DIRECTIONS
The records below are to be reproduced exactly, with every picture left out.

INPUT MATERIAL
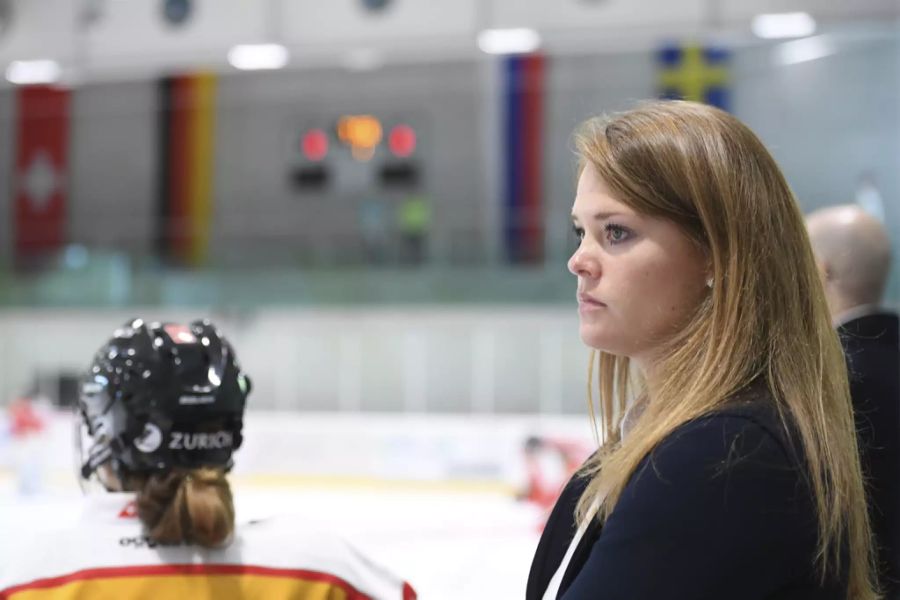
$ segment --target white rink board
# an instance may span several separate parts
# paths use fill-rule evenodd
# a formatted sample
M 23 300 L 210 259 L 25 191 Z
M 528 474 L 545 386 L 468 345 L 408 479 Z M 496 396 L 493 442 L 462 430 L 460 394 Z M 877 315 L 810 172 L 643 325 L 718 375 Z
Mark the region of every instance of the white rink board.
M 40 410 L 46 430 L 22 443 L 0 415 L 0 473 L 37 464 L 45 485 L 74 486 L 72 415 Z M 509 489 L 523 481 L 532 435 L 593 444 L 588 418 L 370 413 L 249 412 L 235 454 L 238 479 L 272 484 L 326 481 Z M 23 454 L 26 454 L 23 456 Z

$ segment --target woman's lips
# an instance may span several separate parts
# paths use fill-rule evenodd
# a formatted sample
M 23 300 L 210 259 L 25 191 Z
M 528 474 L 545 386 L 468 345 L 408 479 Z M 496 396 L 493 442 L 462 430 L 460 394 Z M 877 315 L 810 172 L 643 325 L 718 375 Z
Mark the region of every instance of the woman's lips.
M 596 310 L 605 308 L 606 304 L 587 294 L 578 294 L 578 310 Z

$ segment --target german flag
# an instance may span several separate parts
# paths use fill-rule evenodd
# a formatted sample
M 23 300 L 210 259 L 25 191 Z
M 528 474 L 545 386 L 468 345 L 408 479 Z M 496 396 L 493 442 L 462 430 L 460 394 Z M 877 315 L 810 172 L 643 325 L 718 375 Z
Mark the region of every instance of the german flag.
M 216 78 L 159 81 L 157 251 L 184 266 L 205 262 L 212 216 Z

EXERCISE ANSWER
$ segment --target white rink board
# an instance may span several separate parts
# paths use fill-rule evenodd
# a formatted sample
M 23 300 L 210 259 L 25 191 Z
M 528 474 L 545 386 L 468 345 L 408 479 Z M 496 396 L 493 442 L 462 430 L 460 394 Z M 877 315 L 810 172 L 643 325 L 718 375 Z
Mark the region of every instance of the white rink board.
M 40 410 L 46 430 L 22 443 L 0 415 L 0 473 L 37 464 L 45 485 L 74 486 L 72 415 Z M 509 489 L 523 481 L 532 435 L 593 444 L 588 418 L 370 413 L 249 412 L 235 454 L 238 479 L 272 484 L 326 481 Z M 23 454 L 26 454 L 23 456 Z

$ segment --target woman's lips
# an instance may span several separate parts
# paths use fill-rule evenodd
# a formatted sample
M 23 300 L 210 259 L 25 191 Z
M 528 474 L 545 386 L 468 345 L 408 479 Z M 496 396 L 493 442 L 462 430 L 460 394 Z M 877 315 L 810 172 L 643 325 L 718 375 Z
Mark the region of every instance of the woman's lips.
M 596 310 L 605 308 L 606 304 L 587 294 L 578 294 L 578 310 Z

$ segment --target german flag
# an instance may span several separate parts
# paths use fill-rule evenodd
# a formatted sample
M 23 300 L 210 259 L 25 191 Z
M 528 474 L 545 386 L 468 345 L 408 479 Z M 496 396 L 493 442 L 462 430 L 460 394 Z M 877 315 L 810 172 L 643 325 L 718 375 Z
Mark the region of every instance of the german flag.
M 216 78 L 159 81 L 157 251 L 184 266 L 205 262 L 212 216 Z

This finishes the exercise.